> TASK DETAILS
For the records shown below, return an exact copy that excludes the pictures.

(DATASET ENTRIES Opens)

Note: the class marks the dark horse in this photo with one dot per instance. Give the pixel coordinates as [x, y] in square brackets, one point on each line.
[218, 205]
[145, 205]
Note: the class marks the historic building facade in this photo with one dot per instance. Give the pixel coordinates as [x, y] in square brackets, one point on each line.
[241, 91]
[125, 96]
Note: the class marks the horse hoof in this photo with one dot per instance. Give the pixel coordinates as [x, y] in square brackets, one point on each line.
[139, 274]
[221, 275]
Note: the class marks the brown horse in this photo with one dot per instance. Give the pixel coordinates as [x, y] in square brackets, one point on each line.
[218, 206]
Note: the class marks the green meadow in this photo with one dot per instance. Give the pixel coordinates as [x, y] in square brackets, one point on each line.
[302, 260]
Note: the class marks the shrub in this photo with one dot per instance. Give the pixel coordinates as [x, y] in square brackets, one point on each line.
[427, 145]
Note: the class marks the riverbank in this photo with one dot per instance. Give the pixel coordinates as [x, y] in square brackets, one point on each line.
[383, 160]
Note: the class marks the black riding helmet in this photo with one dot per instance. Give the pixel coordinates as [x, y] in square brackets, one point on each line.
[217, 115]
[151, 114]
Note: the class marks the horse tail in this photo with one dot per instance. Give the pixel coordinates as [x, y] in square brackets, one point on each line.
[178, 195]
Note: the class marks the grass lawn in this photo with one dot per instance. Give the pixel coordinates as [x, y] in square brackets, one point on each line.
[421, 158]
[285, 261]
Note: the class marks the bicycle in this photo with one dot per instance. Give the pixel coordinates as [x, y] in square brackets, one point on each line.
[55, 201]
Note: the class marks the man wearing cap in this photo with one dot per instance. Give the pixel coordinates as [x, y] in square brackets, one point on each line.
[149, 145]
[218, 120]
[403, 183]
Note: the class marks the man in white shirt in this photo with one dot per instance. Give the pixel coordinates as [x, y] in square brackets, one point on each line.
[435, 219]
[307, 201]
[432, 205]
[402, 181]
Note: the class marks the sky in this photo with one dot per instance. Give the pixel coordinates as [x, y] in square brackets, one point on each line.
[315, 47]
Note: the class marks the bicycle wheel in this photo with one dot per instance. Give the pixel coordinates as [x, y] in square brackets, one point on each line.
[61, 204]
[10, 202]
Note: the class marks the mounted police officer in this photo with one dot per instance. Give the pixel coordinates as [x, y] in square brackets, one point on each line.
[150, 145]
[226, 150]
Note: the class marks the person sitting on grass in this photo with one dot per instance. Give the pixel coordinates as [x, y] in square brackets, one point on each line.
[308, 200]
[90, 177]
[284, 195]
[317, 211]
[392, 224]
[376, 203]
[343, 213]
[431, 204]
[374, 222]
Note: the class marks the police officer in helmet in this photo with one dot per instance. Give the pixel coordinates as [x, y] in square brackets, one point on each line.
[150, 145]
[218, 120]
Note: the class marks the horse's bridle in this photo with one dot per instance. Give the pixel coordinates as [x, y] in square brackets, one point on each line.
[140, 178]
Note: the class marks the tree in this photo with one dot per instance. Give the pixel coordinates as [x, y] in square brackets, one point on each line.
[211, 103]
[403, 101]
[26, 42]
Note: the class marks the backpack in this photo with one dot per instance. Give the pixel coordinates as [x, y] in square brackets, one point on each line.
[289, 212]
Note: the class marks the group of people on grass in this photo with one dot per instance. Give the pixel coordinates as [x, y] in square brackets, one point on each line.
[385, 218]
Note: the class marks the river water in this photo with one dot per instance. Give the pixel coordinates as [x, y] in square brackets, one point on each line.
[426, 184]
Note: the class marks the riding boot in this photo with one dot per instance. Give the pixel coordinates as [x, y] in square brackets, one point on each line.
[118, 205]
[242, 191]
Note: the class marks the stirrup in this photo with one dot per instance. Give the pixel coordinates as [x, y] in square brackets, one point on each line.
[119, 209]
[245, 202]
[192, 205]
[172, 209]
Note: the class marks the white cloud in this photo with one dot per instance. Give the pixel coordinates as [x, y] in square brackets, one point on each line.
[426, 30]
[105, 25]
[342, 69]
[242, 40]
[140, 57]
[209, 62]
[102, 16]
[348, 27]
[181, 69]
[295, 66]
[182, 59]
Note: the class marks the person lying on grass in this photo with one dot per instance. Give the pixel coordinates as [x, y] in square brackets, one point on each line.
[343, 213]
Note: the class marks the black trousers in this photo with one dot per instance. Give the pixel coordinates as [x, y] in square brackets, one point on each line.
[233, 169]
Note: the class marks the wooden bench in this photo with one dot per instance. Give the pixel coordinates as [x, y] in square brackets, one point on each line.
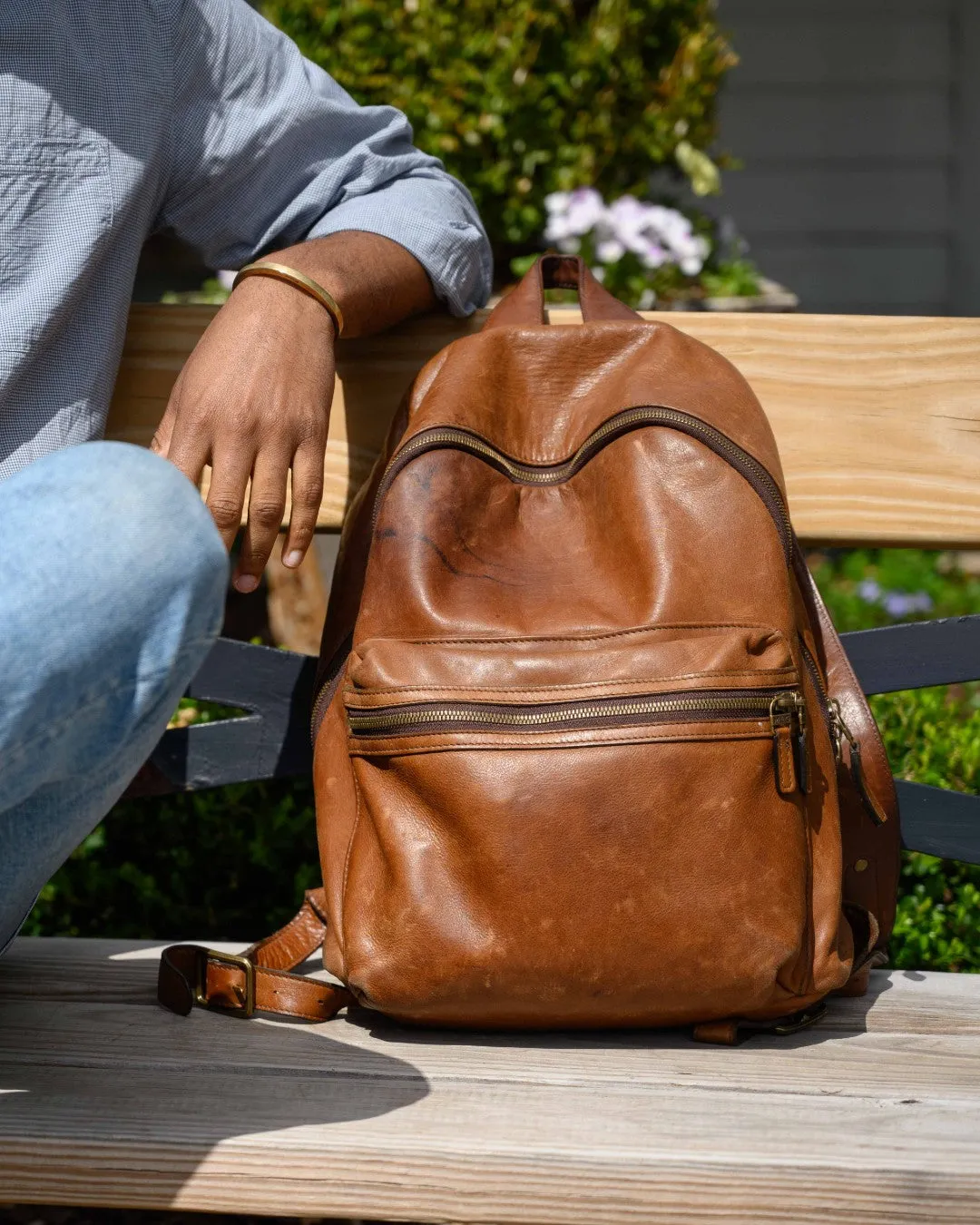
[871, 1116]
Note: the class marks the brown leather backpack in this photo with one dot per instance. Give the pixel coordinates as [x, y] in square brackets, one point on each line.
[588, 750]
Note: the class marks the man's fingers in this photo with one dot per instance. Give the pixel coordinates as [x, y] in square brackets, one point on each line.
[161, 443]
[226, 495]
[266, 508]
[308, 493]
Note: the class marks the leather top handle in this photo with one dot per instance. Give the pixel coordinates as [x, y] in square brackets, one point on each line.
[524, 305]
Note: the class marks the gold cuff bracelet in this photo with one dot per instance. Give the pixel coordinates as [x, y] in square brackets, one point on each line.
[299, 280]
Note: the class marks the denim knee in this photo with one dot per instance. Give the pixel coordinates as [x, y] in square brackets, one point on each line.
[112, 585]
[154, 518]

(DATASET ENTRIES Closes)

> SOLUTION
Note: the class marks the dark horse in this photo with one dot per instance. Give the pixel coordinates as [x, y] in square brackets, one point on each line.
[218, 205]
[145, 205]
Note: the class marks the historic building facade in this photo with one dot per instance. Give the pixel coordinates as [x, y] in square brackets, one point on each line.
[241, 91]
[125, 96]
Note: the class marks the horse hoof in this photo with one dot per instance. Give the pixel coordinates as [x, y] in square brackets, one point on each line.
[139, 274]
[221, 275]
Note: the class marks the brown horse in this photo with one dot per instance. Give the pixel coordinates as [x, y] in square brackets, one point on each line.
[218, 206]
Note: the class marks the green meadow in this photo with one dot per instance. Give the pixel coordinates as [x, y] in square brackets, one point on each line.
[302, 260]
Note: the class marks the shrub in this photo with one dot per instance. Give the pixel coordinates as [x, y] in square brackets, one point on each line.
[427, 145]
Note: the class marks the riverbank in this photo with one dot per instance. Give the pixel coordinates as [x, y] in square brackets, one point on each line.
[383, 160]
Note: the class marks the black riding helmet in this photo with one dot per instance. Give the pixel coordinates as [x, y] in square brackets, one point on each line.
[217, 115]
[151, 114]
Note: the class marks the horse tail in this photo with one dot per instance. Give the pixel coordinates as [x, y] in square brackets, one point on each line.
[178, 195]
Note: the class marks the grass lawn in this photo with one dot per instance. Give the pixel coordinates as [x, y] in square brackets, one point on each line.
[421, 158]
[285, 261]
Note: the class marks the bicycle in this photo with one dot per instance. Give the pixel coordinates as [x, y] in square brackets, one point on each line.
[55, 201]
Note: the class marks the man wearing cap in this photo with one dot per instance. Give the pixel coordinates as [x, y] in square brackets, one point on each line.
[149, 145]
[218, 120]
[403, 183]
Note: the class marks the man in white shirt in this photo with one dot per instance. Give the pixel coordinates as [x, y] in square brackets, one point on each line.
[435, 219]
[307, 201]
[432, 205]
[402, 181]
Note: the class marks the sky in this photo with one dot per instance. Give the pixel coordinates as [x, y] in square brackets, one point on each line.
[315, 47]
Note: the class marks the bicycle wheel in this photo with one dot per instance. Give the pixel coordinates as [x, y] in square brackets, one point on each line.
[61, 204]
[10, 202]
Note: the class marks the mounted police officer in this photo with one dot per instance. Give the pixel coordinates as [x, y] in square brackets, one point on each line.
[150, 145]
[226, 150]
Note: the class marks the person sitting on grass in this photo with one dot per instance. Give the pixel coordinates as [x, y] in square brackets, one point on each line.
[308, 200]
[90, 177]
[284, 195]
[317, 211]
[392, 224]
[376, 203]
[343, 213]
[431, 204]
[374, 222]
Note: the class marks the police officer in helmet in this photo with one dot per instance. Give the pixel coordinates as [x, y] in square brackets, one point on each line.
[150, 145]
[218, 120]
Note: the class marks the horse's bridle in this photo with one dot per instance. Give the pixel coordinates as [x, y] in square brackets, one point on each line.
[140, 178]
Note: the class marks the tree in this photo with one dot per instance. Give the pixel coordinates as [x, y] in square brackets, one point on each line.
[211, 103]
[403, 101]
[26, 42]
Note: the class marks the backpack in this photo with one dot per instance. Give the pixel coordinates as [x, y] in square brackets, one point on each line.
[289, 212]
Note: the class marks the group of people on grass in this photo with one dot per instance. Give the pixel coordinates as [x, y] in square brackets, one point on each line.
[385, 218]
Note: the class marks the river water in this photo with one dot per instance. Give the pixel coordinates as [x, y] in square brackets, one point on each line.
[426, 184]
Note: the class marks the riding boot in this photo with one dot per instance. Give the pixel coordinates as [x, y] in square brackets, one point on each line.
[118, 205]
[242, 191]
Note: the class marks the stirrup in this photo with one dot per instance. Give the pixel coordinates as [x, y] in square brackets, one point on each line.
[119, 209]
[245, 202]
[192, 205]
[172, 209]
Note: the class marks the white cloud in this photo with one dot per instance. Give the pixel coordinates as [x, y] in square brackets, one point on each line.
[426, 30]
[105, 25]
[342, 69]
[242, 40]
[140, 57]
[209, 62]
[102, 16]
[348, 27]
[181, 69]
[295, 66]
[182, 59]
Note: the class marks the person lying on grass in this photo with one dot per instance. Give the pixel coordinates as [x, y] in square brackets, one point on each line.
[343, 213]
Note: the class marks the black trousers in this photo with one dot per instance. Give the pixel coordinates as [x, y] in square brackets, one point on each line.
[233, 169]
Note: the class marks the wooden bench in this photo with one dot per instance. Give the pixel coordinates as [x, y] in square brackets, one point on each line.
[871, 1116]
Note: the class marks the brown leather backpack in this photo with one dot per instance. Give the pixel coordinates as [x, y] in square brackets, one point on each line.
[588, 750]
Note: the class marks the man's fingers in this photo with one dot per instance. Give the pixel coordinates as [x, y] in square brackets, one point on each line.
[161, 443]
[226, 495]
[266, 508]
[308, 493]
Note: the class marks the leather top handle in this photo with one dot per instance. Give the pixel coordinates as [x, y] in square brackets, one point on each line.
[524, 305]
Note: the class marks the gold cuff bracelet in this photo with one dot per instance. Give the pixel coordinates as [x, y] in square brackets, one point on each line.
[299, 280]
Note: the class marks the denim knee in this photo with one dot per instance. Give the pixel coordinates as [x, y] in square brackets, one point on each line.
[112, 585]
[154, 518]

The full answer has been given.